• [The data]
○ ○ ○

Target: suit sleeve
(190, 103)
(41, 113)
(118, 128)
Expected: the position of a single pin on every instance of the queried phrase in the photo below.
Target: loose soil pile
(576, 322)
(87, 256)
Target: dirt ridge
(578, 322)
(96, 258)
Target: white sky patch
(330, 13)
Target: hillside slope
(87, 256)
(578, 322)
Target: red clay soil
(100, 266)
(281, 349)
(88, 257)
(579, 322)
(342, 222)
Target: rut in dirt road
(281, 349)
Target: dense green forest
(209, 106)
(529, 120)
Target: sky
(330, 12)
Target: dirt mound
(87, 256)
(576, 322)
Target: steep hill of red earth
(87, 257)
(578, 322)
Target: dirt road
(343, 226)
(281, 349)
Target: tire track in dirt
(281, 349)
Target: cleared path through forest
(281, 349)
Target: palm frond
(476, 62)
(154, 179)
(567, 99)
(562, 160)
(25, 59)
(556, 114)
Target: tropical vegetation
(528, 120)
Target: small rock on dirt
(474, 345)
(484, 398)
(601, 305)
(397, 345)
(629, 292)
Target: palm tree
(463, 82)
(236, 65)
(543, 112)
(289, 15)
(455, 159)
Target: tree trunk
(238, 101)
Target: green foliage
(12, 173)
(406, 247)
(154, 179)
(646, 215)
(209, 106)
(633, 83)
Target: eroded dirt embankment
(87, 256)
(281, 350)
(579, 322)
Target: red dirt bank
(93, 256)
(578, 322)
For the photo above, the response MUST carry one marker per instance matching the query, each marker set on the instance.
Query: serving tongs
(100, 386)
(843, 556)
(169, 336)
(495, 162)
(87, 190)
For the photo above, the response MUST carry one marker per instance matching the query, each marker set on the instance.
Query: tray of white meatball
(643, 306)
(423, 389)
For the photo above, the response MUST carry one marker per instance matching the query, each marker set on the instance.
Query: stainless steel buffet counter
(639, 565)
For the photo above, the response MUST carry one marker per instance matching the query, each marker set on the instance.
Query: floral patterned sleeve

○ ○ ○

Change every "Target" in the rows above to "Label", leaving everything else as it is.

• [Task result]
Label: suit sleeve
(190, 103)
(41, 113)
(118, 128)
Expected: the position of a single pin on every instance of the queried phrase in the photo below.
Label: loose soil pile
(576, 322)
(87, 256)
Label: dirt ridge
(578, 322)
(96, 258)
Label: white sky patch
(330, 13)
Label: hillside slope
(87, 256)
(578, 322)
Label: red clay soil
(100, 266)
(281, 349)
(88, 257)
(579, 322)
(342, 222)
Label: rut in dirt road
(281, 349)
Label: dense green forest
(209, 106)
(529, 120)
Label: sky
(330, 12)
Label: dirt mound
(87, 256)
(576, 322)
Label: steep hill of red earth
(87, 257)
(578, 322)
Label: dirt road
(343, 226)
(281, 349)
Label: tire track in dirt
(281, 349)
Label: cleared path through forest
(281, 349)
Label: palm frond
(476, 62)
(154, 179)
(567, 99)
(562, 160)
(25, 59)
(556, 114)
Label: tropical vegetation
(528, 120)
Label: small rock on dirt
(474, 345)
(484, 398)
(601, 305)
(397, 345)
(629, 292)
Label: palm tree
(463, 82)
(236, 65)
(543, 112)
(289, 15)
(455, 159)
Label: tree trunk
(238, 101)
Label: green foliage
(12, 173)
(406, 247)
(154, 179)
(646, 215)
(209, 106)
(633, 83)
Label: eroded dirt embankment
(87, 256)
(281, 350)
(579, 322)
Label: red dirt bank
(93, 256)
(578, 322)
For the photo above, the response MUST carry one marker per instance matching the query, each marker set on the instance.
Query: serving tongs
(100, 386)
(843, 556)
(169, 336)
(495, 162)
(87, 190)
For the photo above, the response MUST carry one marker per instance matching the query, each marker set on the instance.
Query: tray of white meatball
(643, 306)
(423, 389)
For the photo above, the response MUST carry one marker per instance matching the query, each marker set on the instance.
Query: stainless steel buffet counter
(639, 565)
For the photo above, the response MUST carry one marker per instance matching the query, each marker set on the instance.
Query: floral patterned sleeve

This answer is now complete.